[DOCUMENT EXTRACT]:

If I could make this post shorter and still have all the same information, I would, honestly. But I could talk for hours about Plan 9.
Plan 9 is basically a redesign where your files and username/password are centralised like on a Unix network with dumb terminals (70s up to mid 80s Unix), but at the same time, you're able to make use of the local resources of your "terminal" like use the CD driver or a scanner or whatever. You have access to them as if you're root.
Plan 9 says: whoever turns the machine on is basically root. If you have physical access to the box, you could theoretically fuck it up any way you wanted, so we might as well just give you root - there's nothing valuable (security wise) on a terminal anyway. Enjoy your CD drive.
The paragraph before the last one is more important than you think. You see, all that other stuff I said about /net, that came afterwards. The original goal was just to have centralised auth and (disk) fs, and stateless terminals. But then, all that other stuff we have in Plan 9 (e.g. network transparency, no real superuser) sort of emerged as a corollary of that first goal.
Other things that Plan 9 users are obsessed with (e.g. mouse chording, output which is usable as input, etc) more fall under the category of things with would be equally easy or difficult to implement regardless of the underlying OS.
I'm really glad we've got all these nice things under one OS, because it's totally conceivable that someone could have designed an OS where (say) everything is a file, but doesn't have (say) clean readable code. We have both, but we also have relaxing colours, mouse chording, easy-to-use concurrency, and a cool mascot.

Entries from a pointing dataset

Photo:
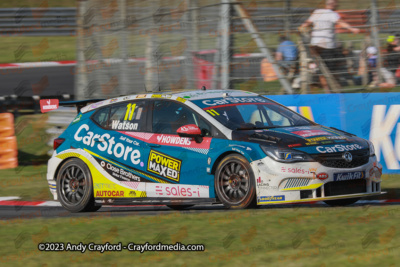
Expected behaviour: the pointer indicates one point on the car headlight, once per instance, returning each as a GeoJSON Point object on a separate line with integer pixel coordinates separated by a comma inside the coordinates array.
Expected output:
{"type": "Point", "coordinates": [286, 155]}
{"type": "Point", "coordinates": [371, 148]}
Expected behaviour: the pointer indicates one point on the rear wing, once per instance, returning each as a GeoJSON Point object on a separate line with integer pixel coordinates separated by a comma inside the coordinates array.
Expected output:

[TASKS FOR THIS EXERCISE]:
1 – In the Plan 9 post, who is treated as basically root?
2 – Copy the Plan 9 post from "Plan 9 is basically" to "your CD drive.", swapping "root" for "superuser" throughout that span.
These rows were drawn from a separate source.

[ANSWERS PER TASK]:
1 – Whoever turns the machine on.

2 –
Plan 9 is basically a redesign where your files and username/password are centralised like on a Unix network with dumb terminals (70s up to mid 80s Unix), but at the same time, you're able to make use of the local resources of your "terminal" like use the CD driver or a scanner or whatever. You have access to them as if you're superuser.
Plan 9 says: whoever turns the machine on is basically superuser. If you have physical access to the box, you could theoretically fuck it up any way you wanted, so we might as well just give you superuser - there's nothing valuable (security wise) on a terminal anyway. Enjoy your CD drive.